[Requirement]: Return only this: the line with "pin: the ferrari side" and all the lines that follow it below, through the final one, exactly as they are.

[Stored dataset items]:
================================

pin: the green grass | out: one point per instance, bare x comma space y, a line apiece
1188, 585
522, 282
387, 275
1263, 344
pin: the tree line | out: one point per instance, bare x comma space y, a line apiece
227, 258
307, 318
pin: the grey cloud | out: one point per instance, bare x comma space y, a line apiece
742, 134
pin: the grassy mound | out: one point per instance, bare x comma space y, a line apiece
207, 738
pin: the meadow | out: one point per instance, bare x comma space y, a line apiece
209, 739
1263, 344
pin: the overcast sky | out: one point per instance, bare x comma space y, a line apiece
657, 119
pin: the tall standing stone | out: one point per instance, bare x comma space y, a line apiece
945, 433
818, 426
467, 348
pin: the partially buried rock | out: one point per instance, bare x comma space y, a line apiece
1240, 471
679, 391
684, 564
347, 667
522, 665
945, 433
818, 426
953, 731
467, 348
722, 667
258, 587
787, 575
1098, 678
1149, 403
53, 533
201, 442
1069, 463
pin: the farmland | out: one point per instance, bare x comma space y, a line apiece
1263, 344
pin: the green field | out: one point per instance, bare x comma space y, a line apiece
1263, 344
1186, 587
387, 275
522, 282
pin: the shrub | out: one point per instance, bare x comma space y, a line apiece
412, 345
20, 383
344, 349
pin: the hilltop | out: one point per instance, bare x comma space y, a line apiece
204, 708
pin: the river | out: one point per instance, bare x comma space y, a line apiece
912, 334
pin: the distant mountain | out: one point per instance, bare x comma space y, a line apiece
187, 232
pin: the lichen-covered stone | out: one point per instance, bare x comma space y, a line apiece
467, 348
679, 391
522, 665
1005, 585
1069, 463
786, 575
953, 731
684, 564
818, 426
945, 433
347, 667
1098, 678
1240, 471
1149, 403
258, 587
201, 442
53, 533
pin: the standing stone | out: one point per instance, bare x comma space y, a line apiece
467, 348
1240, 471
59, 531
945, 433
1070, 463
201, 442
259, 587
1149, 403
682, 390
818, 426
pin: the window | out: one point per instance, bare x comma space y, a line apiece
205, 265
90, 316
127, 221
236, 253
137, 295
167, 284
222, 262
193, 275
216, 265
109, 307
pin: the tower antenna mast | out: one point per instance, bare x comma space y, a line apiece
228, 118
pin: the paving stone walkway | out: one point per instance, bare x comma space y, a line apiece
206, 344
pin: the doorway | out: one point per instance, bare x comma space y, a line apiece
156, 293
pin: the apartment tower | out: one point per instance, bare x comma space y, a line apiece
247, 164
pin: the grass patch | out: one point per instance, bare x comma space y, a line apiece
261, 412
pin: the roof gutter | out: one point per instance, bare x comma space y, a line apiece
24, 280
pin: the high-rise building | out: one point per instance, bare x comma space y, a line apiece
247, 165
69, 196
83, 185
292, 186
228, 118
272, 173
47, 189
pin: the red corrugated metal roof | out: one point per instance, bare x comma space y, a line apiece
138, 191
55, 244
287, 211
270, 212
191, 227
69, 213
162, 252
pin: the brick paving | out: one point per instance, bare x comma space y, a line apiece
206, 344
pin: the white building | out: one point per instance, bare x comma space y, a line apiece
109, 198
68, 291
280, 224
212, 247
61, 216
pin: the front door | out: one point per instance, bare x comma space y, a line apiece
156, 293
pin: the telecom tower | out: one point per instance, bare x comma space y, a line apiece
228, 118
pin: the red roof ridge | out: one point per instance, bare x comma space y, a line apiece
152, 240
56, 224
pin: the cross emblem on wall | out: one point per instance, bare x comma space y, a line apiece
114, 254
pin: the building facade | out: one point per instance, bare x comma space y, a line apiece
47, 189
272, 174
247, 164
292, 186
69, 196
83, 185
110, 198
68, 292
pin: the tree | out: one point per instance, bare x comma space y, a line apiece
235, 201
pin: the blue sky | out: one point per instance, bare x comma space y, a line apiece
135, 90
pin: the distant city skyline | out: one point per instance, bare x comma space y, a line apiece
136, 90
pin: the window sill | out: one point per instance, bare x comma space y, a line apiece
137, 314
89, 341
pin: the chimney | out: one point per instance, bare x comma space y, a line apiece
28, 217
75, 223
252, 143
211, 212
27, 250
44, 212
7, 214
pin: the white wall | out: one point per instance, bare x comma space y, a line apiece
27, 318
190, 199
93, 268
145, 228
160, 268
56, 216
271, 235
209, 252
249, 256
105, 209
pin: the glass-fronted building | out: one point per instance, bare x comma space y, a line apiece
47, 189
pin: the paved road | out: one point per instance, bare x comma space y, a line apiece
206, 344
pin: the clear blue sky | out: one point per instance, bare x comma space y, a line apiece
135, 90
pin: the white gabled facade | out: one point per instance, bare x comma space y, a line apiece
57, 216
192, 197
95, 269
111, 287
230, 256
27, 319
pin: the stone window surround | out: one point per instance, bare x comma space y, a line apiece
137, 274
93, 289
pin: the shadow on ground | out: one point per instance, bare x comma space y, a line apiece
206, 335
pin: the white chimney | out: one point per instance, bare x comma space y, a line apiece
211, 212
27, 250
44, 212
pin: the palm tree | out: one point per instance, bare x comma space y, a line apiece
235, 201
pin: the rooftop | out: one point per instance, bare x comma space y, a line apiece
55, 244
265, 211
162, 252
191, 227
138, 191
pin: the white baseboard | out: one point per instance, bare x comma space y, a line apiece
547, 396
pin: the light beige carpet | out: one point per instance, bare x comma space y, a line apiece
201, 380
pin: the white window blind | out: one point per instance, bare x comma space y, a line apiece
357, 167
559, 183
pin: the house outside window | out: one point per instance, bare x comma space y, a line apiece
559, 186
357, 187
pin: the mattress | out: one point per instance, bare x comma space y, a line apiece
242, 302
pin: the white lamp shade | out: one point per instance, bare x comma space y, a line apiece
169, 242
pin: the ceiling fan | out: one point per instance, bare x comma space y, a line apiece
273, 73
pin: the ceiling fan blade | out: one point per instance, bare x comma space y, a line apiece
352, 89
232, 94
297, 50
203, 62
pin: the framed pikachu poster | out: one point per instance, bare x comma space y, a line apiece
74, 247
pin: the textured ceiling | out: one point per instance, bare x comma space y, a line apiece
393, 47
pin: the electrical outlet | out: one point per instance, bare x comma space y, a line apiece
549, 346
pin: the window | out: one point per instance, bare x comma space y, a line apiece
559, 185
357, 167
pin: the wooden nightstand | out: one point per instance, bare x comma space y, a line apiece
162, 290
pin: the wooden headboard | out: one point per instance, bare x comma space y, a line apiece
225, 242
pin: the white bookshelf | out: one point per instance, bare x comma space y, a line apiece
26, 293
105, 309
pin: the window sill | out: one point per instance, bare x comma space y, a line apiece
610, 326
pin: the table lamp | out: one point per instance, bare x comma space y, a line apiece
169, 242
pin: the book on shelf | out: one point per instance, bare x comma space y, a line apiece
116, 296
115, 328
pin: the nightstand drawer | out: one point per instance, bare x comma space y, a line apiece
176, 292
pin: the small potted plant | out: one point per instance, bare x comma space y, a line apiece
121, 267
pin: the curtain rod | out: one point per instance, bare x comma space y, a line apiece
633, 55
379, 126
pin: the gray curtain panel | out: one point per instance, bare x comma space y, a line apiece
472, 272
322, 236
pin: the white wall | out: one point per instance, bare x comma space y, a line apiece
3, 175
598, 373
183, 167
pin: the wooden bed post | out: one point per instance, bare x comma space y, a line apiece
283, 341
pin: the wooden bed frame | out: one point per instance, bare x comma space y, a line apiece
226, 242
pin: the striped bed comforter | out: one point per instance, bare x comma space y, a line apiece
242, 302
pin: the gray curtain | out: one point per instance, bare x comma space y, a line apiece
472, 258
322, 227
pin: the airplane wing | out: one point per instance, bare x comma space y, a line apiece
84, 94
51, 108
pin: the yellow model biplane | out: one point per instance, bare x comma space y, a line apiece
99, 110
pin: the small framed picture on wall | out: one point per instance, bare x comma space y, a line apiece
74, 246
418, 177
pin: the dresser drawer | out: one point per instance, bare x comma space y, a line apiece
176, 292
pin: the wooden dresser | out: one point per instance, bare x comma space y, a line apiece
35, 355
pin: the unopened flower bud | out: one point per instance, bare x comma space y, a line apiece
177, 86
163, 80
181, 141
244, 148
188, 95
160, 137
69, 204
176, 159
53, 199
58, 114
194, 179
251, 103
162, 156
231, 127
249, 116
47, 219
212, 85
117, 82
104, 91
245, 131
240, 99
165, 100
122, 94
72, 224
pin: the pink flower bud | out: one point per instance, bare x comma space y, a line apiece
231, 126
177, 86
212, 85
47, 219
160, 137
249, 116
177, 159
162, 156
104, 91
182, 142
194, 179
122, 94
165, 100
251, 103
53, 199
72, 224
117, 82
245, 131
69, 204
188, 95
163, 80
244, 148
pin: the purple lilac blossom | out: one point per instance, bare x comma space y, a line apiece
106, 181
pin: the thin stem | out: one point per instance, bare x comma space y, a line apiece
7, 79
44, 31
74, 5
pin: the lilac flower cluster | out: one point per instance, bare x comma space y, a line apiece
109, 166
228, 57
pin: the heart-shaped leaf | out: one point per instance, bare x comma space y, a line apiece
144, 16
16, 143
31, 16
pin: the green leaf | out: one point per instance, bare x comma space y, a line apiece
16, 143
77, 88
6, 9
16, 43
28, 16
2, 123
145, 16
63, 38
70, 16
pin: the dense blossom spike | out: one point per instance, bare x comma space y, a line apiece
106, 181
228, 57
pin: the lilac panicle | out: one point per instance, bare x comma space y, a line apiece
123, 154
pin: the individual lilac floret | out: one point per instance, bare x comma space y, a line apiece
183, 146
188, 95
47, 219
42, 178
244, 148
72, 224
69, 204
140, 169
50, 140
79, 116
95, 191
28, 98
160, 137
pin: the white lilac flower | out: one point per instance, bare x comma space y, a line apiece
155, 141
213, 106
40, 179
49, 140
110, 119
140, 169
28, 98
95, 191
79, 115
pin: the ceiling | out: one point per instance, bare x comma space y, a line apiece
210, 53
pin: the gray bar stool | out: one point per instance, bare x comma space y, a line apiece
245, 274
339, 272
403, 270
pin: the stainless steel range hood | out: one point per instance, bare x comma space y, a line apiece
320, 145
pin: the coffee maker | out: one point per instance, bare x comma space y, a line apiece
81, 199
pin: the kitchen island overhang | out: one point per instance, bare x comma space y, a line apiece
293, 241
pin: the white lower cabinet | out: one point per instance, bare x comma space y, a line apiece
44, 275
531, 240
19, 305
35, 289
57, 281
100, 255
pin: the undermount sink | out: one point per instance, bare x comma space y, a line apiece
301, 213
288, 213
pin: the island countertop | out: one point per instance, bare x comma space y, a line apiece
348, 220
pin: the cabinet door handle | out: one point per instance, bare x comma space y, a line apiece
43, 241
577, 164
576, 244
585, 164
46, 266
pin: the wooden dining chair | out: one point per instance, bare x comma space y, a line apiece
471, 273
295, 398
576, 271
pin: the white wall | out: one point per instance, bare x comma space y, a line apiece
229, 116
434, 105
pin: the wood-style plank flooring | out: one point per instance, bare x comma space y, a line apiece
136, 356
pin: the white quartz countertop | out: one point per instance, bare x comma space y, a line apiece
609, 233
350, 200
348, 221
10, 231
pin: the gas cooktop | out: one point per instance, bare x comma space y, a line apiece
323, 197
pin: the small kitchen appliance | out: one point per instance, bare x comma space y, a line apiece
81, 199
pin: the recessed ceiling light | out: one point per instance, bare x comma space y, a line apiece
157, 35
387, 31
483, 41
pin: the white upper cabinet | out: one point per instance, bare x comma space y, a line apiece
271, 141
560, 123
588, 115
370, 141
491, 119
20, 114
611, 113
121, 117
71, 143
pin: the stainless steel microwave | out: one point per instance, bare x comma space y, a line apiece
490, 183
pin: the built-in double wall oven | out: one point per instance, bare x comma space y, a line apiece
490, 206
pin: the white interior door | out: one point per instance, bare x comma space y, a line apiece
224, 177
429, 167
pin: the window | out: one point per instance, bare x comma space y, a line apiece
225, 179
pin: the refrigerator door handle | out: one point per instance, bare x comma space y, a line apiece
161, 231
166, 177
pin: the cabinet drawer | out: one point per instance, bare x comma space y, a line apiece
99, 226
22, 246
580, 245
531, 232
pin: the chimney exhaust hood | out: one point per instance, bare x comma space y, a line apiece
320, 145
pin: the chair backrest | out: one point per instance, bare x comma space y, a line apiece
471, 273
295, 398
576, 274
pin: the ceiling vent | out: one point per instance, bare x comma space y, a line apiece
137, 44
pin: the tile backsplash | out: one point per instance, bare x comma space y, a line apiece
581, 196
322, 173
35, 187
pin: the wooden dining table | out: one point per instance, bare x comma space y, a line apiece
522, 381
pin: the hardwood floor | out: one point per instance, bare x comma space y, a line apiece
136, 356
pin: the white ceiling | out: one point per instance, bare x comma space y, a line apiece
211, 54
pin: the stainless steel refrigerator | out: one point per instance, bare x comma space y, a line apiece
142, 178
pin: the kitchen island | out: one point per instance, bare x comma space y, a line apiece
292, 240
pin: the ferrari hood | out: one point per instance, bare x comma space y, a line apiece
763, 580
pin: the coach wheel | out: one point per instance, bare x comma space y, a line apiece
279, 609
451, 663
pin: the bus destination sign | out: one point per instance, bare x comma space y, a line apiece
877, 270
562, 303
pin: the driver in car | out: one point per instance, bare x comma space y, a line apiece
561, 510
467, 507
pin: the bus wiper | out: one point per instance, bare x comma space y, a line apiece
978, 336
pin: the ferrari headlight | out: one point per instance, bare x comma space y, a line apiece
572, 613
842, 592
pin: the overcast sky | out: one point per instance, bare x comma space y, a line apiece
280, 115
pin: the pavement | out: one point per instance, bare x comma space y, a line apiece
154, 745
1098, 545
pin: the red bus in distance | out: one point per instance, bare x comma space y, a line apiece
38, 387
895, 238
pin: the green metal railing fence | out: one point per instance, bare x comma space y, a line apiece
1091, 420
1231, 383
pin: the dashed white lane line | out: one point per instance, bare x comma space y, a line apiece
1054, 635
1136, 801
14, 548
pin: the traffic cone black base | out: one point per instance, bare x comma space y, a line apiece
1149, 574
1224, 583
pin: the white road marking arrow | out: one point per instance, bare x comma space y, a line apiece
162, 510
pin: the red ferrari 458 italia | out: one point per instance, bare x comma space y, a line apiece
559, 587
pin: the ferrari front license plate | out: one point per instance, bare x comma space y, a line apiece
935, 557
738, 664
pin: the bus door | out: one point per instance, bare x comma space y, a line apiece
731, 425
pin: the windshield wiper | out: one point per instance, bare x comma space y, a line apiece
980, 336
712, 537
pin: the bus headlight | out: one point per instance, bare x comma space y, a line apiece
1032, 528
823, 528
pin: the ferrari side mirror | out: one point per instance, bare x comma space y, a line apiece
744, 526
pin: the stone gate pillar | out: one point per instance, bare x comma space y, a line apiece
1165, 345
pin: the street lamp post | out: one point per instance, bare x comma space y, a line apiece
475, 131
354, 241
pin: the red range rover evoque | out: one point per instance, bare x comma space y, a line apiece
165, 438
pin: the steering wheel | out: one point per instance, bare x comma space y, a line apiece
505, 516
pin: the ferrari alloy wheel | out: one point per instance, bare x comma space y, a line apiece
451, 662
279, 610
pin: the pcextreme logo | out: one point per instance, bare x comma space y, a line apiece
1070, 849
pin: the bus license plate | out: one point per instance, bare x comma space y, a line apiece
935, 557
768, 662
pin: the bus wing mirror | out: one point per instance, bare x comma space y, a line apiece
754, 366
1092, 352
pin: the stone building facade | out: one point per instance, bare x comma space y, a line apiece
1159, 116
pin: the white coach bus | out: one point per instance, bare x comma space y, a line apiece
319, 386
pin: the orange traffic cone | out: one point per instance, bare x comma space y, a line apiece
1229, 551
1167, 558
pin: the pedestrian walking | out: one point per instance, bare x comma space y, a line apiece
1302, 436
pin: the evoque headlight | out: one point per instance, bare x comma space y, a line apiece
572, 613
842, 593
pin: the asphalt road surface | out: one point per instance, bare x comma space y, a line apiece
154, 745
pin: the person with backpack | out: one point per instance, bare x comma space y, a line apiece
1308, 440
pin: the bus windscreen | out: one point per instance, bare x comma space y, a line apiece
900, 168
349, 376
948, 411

================================

[Output below]:
pin: the ferrari side mirror | out: one point per instance, bare x comma space y, a line apiece
744, 526
pin: the stone gate pillar | out: one point per instance, bare x comma space y, a line apiece
1165, 345
pin: the street lamp post | out: one point per instance, bare x comma space y, a line apiece
475, 131
354, 241
pin: the red range rover evoque | out: one point per instance, bare x comma space y, a line apiece
165, 438
pin: the steering wheel | out: one point per instance, bare x comma space y, a line apiece
505, 516
pin: the ferrari alloy wheel | out: one point per instance, bare x comma space y, a line apiece
451, 662
279, 610
pin: the pcextreme logo | out: one point per instance, bare x comma space y, a line apiece
1070, 849
pin: the bus license plate | out: one point per instance, bare x comma space y, a line apiece
935, 557
768, 662
pin: the bus wing mirror | out: one point per instance, bare x comma space y, a line apiece
754, 366
1092, 352
pin: the stone building facade | out: one point per instance, bare x comma space y, a line apiece
1159, 116
pin: the white coach bus | out: one point per instance, bare x comma space y, a line apiece
319, 386
pin: the orange traffic cone | out: one point per instance, bare x comma space y, a line apiece
1229, 551
1167, 558
pin: the pedestrian walking | out: one point per instance, bare x comma space y, a line apiece
1302, 436
pin: the evoque headlight | out: one point per instance, bare x comma space y, a line apiece
572, 613
842, 593
pin: the asphalt road surface | out: one point per instance, bare x comma space y, a line apiece
154, 745
pin: the person with backpack | out: one point per instance, bare x comma space y, a line apiece
1308, 440
pin: the bus windscreen | out: one point per instance, bare x comma space y, a line apiece
900, 168
349, 376
948, 411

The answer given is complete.